⟨

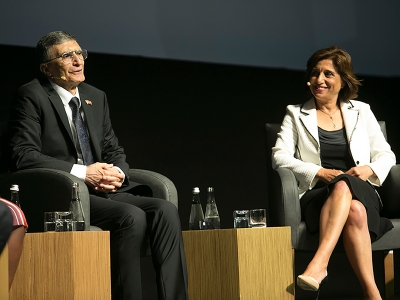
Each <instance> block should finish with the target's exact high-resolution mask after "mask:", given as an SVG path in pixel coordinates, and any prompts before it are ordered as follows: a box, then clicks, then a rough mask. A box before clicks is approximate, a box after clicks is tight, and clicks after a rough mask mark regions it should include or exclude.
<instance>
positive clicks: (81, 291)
mask: <svg viewBox="0 0 400 300" xmlns="http://www.w3.org/2000/svg"><path fill="white" fill-rule="evenodd" d="M110 274H111V273H110V233H109V232H108V231H74V232H42V233H28V234H26V235H25V240H24V249H23V251H22V256H21V260H20V262H19V265H18V270H17V273H16V274H15V278H14V282H13V284H12V287H11V290H10V299H11V300H21V299H24V300H30V299H32V300H36V299H40V300H54V299H57V300H110V299H111V283H110V276H111V275H110Z"/></svg>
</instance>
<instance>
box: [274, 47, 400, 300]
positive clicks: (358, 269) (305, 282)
mask: <svg viewBox="0 0 400 300" xmlns="http://www.w3.org/2000/svg"><path fill="white" fill-rule="evenodd" d="M305 81H306V82H305V84H307V86H308V88H309V90H310V91H311V94H312V98H311V99H310V100H309V101H307V102H305V103H303V104H299V105H289V106H288V107H287V112H286V115H285V117H284V120H283V123H282V126H281V131H280V132H279V134H278V138H277V141H276V144H275V147H273V148H272V153H273V154H272V162H273V167H274V168H278V167H285V168H288V169H290V170H292V171H293V173H294V175H295V177H296V179H297V181H298V189H299V195H300V206H301V212H302V218H303V220H304V221H305V223H306V226H307V229H308V231H309V232H310V233H317V232H319V246H318V249H317V251H316V253H315V255H314V257H313V259H312V260H311V262H310V263H309V265H308V266H307V268H306V269H305V270H304V273H303V274H302V275H300V276H298V278H297V284H298V286H299V287H300V288H302V289H305V290H312V291H319V287H320V285H321V283H322V282H323V280H324V279H325V277H326V276H327V275H328V271H327V268H328V262H329V259H330V257H331V254H332V252H333V249H334V248H335V246H336V244H337V242H338V240H339V237H340V235H342V237H343V244H344V248H345V251H346V254H347V257H348V259H349V261H350V264H351V266H352V268H353V270H354V272H355V274H356V276H357V278H358V280H359V282H360V284H361V287H362V290H363V293H364V298H365V299H382V298H381V296H380V294H379V290H378V288H377V286H376V283H375V279H374V272H373V268H372V249H371V242H373V241H375V240H377V239H379V238H380V237H381V236H382V235H383V234H384V233H385V232H387V231H389V230H390V229H392V228H393V225H392V223H391V222H390V220H389V219H386V218H382V217H380V215H379V212H380V210H381V208H382V202H381V201H380V197H379V195H378V193H377V192H376V190H375V188H374V186H380V185H381V184H382V183H383V181H384V180H385V178H386V177H387V175H388V173H389V171H390V169H391V167H392V166H393V165H395V163H396V158H395V155H394V153H393V152H392V151H391V148H390V146H389V144H388V143H387V142H386V139H385V137H384V135H383V133H382V131H381V129H380V126H379V123H378V122H377V120H376V118H375V116H374V114H373V113H372V111H371V109H370V107H369V105H368V104H366V103H363V102H360V101H355V100H351V99H354V98H355V97H357V92H358V86H359V85H360V82H359V80H357V78H356V76H355V75H354V73H353V66H352V62H351V57H350V55H349V54H348V53H347V52H346V51H344V50H343V49H340V48H338V47H330V48H326V49H321V50H318V51H317V52H315V53H314V54H313V55H312V56H311V57H310V58H309V60H308V62H307V71H306V77H305Z"/></svg>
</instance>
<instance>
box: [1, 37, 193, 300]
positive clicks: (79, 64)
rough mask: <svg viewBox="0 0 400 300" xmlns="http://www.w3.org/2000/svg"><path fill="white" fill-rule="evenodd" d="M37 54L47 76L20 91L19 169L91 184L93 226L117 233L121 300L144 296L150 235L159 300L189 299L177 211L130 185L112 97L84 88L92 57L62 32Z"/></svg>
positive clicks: (113, 281) (18, 151) (113, 249)
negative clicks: (144, 259) (43, 170)
mask: <svg viewBox="0 0 400 300" xmlns="http://www.w3.org/2000/svg"><path fill="white" fill-rule="evenodd" d="M36 53H37V59H38V60H39V64H40V70H41V72H42V74H43V75H44V76H42V77H43V78H39V79H34V80H32V81H31V82H29V83H27V84H25V85H23V86H22V87H20V88H19V90H18V93H17V97H16V99H15V101H14V102H13V104H12V109H11V119H10V124H9V132H10V135H11V140H10V146H11V153H12V164H13V166H14V168H15V169H16V170H22V169H28V168H54V169H58V170H63V171H66V172H69V173H71V174H73V175H75V176H77V177H80V178H82V179H83V180H84V181H85V183H86V185H87V186H88V187H89V190H90V193H91V196H90V218H91V223H92V225H96V226H98V227H100V228H102V229H103V230H109V231H110V236H111V241H110V247H111V277H112V278H111V282H112V299H113V300H116V299H124V300H133V299H141V297H142V292H141V275H140V249H141V245H142V243H143V242H144V238H145V234H146V232H147V233H149V234H150V246H151V249H152V256H153V264H154V267H155V270H156V274H157V286H158V297H159V299H170V300H180V299H187V271H186V262H185V256H184V251H183V242H182V234H181V228H180V221H179V216H178V212H177V209H176V207H175V206H174V205H173V204H171V203H169V202H168V201H165V200H161V199H155V198H150V197H140V196H137V194H138V193H139V192H138V189H139V188H141V186H140V185H139V184H137V183H132V182H129V178H128V176H127V175H126V174H128V169H129V166H128V164H127V163H126V161H125V154H124V150H123V148H122V147H121V146H120V145H119V144H118V139H117V137H116V136H115V133H114V131H113V128H112V126H111V121H110V117H109V108H108V104H107V97H106V95H105V93H104V92H103V91H101V90H99V89H97V88H95V87H93V86H91V85H89V84H86V83H83V81H84V80H85V76H84V60H85V59H86V57H87V51H86V50H84V49H81V47H80V46H79V44H78V43H77V41H76V39H75V37H74V36H73V35H71V34H69V33H67V32H63V31H55V32H51V33H49V34H47V35H46V36H44V37H43V38H42V39H41V40H40V41H39V42H38V44H37V46H36ZM128 192H129V193H128ZM93 271H95V270H93Z"/></svg>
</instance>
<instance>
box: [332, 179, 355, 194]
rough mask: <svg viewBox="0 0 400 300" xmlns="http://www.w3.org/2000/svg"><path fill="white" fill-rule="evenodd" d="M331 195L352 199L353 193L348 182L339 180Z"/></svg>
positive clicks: (336, 182) (341, 180)
mask: <svg viewBox="0 0 400 300" xmlns="http://www.w3.org/2000/svg"><path fill="white" fill-rule="evenodd" d="M331 194H333V195H348V196H349V198H350V196H351V191H350V188H349V186H348V184H347V182H346V181H344V180H339V181H338V182H336V183H335V184H334V185H333V188H331Z"/></svg>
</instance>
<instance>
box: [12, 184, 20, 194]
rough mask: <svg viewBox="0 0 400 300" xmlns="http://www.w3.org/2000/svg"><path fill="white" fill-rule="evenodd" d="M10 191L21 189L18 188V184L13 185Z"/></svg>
mask: <svg viewBox="0 0 400 300" xmlns="http://www.w3.org/2000/svg"><path fill="white" fill-rule="evenodd" d="M10 191H17V192H18V191H19V187H18V184H13V185H11V187H10Z"/></svg>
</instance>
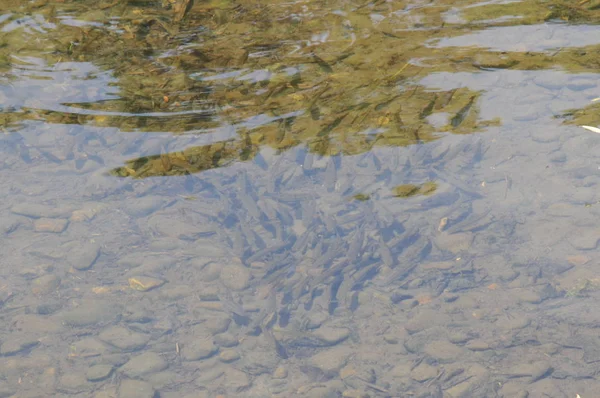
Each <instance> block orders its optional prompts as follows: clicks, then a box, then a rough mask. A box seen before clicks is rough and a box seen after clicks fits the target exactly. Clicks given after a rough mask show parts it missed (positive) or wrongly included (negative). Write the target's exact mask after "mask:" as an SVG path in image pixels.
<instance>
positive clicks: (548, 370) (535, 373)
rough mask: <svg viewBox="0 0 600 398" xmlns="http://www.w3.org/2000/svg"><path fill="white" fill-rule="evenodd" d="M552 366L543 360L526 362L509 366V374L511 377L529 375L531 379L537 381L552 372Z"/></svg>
mask: <svg viewBox="0 0 600 398" xmlns="http://www.w3.org/2000/svg"><path fill="white" fill-rule="evenodd" d="M552 370H553V369H552V367H551V366H550V365H549V364H548V363H547V362H544V361H539V362H534V363H526V364H521V365H517V366H513V367H511V368H510V375H511V376H513V377H527V376H529V377H531V381H532V382H534V381H537V380H539V379H542V378H544V377H545V376H547V375H549V374H550V373H551V372H552Z"/></svg>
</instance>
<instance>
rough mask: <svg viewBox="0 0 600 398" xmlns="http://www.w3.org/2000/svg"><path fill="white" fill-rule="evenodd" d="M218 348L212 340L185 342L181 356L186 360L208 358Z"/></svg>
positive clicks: (205, 358) (213, 352)
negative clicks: (184, 344)
mask: <svg viewBox="0 0 600 398" xmlns="http://www.w3.org/2000/svg"><path fill="white" fill-rule="evenodd" d="M218 349H219V348H218V347H217V346H216V345H214V344H213V342H212V340H209V339H203V340H196V341H193V342H191V343H187V344H185V346H184V347H183V350H182V353H181V356H182V358H183V359H184V360H186V361H198V360H201V359H206V358H210V357H211V356H213V355H214V354H215V353H216V352H217V350H218Z"/></svg>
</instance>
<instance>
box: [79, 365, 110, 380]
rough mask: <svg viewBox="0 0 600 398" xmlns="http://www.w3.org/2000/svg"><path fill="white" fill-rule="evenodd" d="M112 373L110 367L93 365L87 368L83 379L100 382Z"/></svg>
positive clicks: (109, 375) (97, 365) (105, 365)
mask: <svg viewBox="0 0 600 398" xmlns="http://www.w3.org/2000/svg"><path fill="white" fill-rule="evenodd" d="M112 371H113V367H112V365H94V366H90V367H89V368H88V371H87V373H86V374H85V377H86V378H87V379H88V381H102V380H104V379H106V378H108V377H109V376H110V375H111V374H112Z"/></svg>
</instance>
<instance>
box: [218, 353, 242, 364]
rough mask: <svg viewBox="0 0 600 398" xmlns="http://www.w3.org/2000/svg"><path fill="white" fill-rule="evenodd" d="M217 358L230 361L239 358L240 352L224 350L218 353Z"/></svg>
mask: <svg viewBox="0 0 600 398" xmlns="http://www.w3.org/2000/svg"><path fill="white" fill-rule="evenodd" d="M219 359H221V361H223V362H225V363H230V362H234V361H237V360H238V359H240V354H239V353H238V352H237V351H236V350H224V351H222V352H221V353H220V354H219Z"/></svg>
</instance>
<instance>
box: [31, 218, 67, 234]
mask: <svg viewBox="0 0 600 398" xmlns="http://www.w3.org/2000/svg"><path fill="white" fill-rule="evenodd" d="M68 223H69V221H68V220H65V219H63V218H40V219H38V220H35V222H34V223H33V228H34V230H35V231H36V232H52V233H57V234H58V233H61V232H63V231H64V230H65V229H66V228H67V224H68Z"/></svg>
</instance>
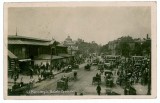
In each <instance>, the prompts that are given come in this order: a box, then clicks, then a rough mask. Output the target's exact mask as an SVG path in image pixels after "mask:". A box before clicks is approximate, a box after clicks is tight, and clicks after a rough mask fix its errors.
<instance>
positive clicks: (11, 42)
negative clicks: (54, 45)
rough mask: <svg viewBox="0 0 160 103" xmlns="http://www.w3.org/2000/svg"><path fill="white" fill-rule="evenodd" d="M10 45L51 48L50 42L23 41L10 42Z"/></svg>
mask: <svg viewBox="0 0 160 103" xmlns="http://www.w3.org/2000/svg"><path fill="white" fill-rule="evenodd" d="M8 44H14V45H41V46H49V42H39V41H22V40H8Z"/></svg>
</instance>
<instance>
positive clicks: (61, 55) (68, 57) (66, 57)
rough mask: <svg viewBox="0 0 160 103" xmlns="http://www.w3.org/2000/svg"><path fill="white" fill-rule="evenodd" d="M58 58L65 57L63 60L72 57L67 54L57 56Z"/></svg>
mask: <svg viewBox="0 0 160 103" xmlns="http://www.w3.org/2000/svg"><path fill="white" fill-rule="evenodd" d="M59 56H62V57H65V58H69V57H72V56H73V55H69V54H59Z"/></svg>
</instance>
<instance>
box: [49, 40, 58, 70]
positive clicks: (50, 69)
mask: <svg viewBox="0 0 160 103" xmlns="http://www.w3.org/2000/svg"><path fill="white" fill-rule="evenodd" d="M56 45H57V42H56V41H55V40H53V39H52V40H51V42H50V44H49V46H50V48H51V59H50V70H51V69H52V55H53V48H54V50H55V54H56Z"/></svg>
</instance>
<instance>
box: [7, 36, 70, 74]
mask: <svg viewBox="0 0 160 103" xmlns="http://www.w3.org/2000/svg"><path fill="white" fill-rule="evenodd" d="M67 49H68V47H67V46H64V45H62V44H58V42H56V41H55V40H45V39H38V38H32V37H25V36H18V35H9V36H8V65H9V66H8V67H9V68H8V69H9V71H12V70H13V68H15V65H14V64H15V63H16V62H15V60H17V62H18V63H17V64H18V65H19V68H20V70H22V71H23V70H25V69H28V68H27V66H28V65H29V64H31V65H32V66H34V65H37V64H38V65H40V64H44V65H46V63H49V64H51V62H52V65H53V66H54V65H55V64H56V63H61V62H69V60H70V59H71V58H72V57H73V56H72V55H70V54H68V50H67Z"/></svg>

⟩

Assigned task =
Gather every line of the rows above that contains the string "negative", treating uppercase and lowercase as different.

Answer to the problem =
negative clicks: (144, 259) (43, 170)
Each <instance> block orders its optional prompts as follows: clicks, then a box, then a rough mask. A box seen before clicks is rough and a box seen after clicks fits the target exactly. Clicks given after a rough mask show parts it missed (positive) or wrongly included (negative). Write the target's exact mask after "mask:" as an SVG path in image pixels.
negative clicks: (184, 344)
negative clicks: (54, 45)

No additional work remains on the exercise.